DIRECTIONS FOR THIS TASK
Recast each line of the entries below as a Markdown table with the columns "Row" and "Line," numbering the rows and skipping blank lines. Leave the pictures out of your answer.

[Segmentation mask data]
----

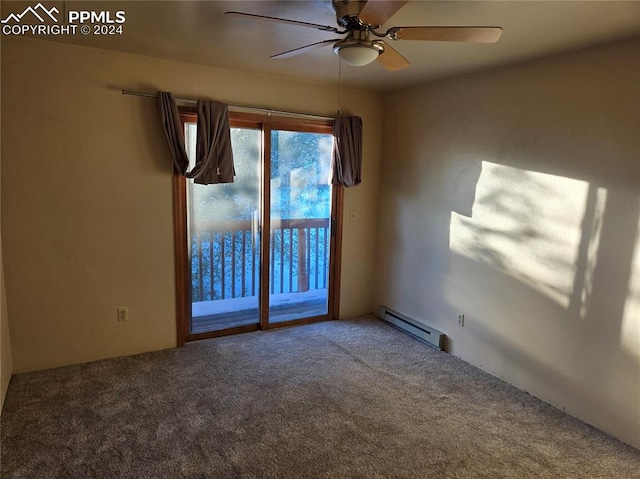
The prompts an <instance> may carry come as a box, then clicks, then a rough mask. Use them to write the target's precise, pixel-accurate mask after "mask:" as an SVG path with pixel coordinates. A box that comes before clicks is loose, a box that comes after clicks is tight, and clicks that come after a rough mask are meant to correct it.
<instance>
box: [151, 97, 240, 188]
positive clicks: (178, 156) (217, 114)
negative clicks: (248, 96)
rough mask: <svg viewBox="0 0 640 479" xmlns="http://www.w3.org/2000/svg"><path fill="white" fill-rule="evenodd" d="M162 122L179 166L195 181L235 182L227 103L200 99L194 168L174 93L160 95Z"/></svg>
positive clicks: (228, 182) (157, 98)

----

RESULT FOR THIS TASK
| Row | Line |
|---|---|
| 1 | The prompts an <instance> may carry come as a box, then clicks, then a rough mask. Use them to write the target's precise, pixel-accurate mask after "mask:" as an SVG path with pixel coordinates. A box that comes before clicks is loose, a box that comes after clicks is tight, and clicks that come after a rough mask are meant to correct it. |
| 2 | <instance> |
| 3 | box: [151, 97, 240, 188] |
| 4 | positive clicks: (178, 156) (217, 114) |
| 5 | negative clicks: (248, 96) |
| 6 | rough mask: <svg viewBox="0 0 640 479" xmlns="http://www.w3.org/2000/svg"><path fill="white" fill-rule="evenodd" d="M162 122L179 166L195 181L235 182L227 103L200 99L194 168L174 93L160 95Z"/></svg> |
| 7 | positive clicks: (228, 182) (157, 98) |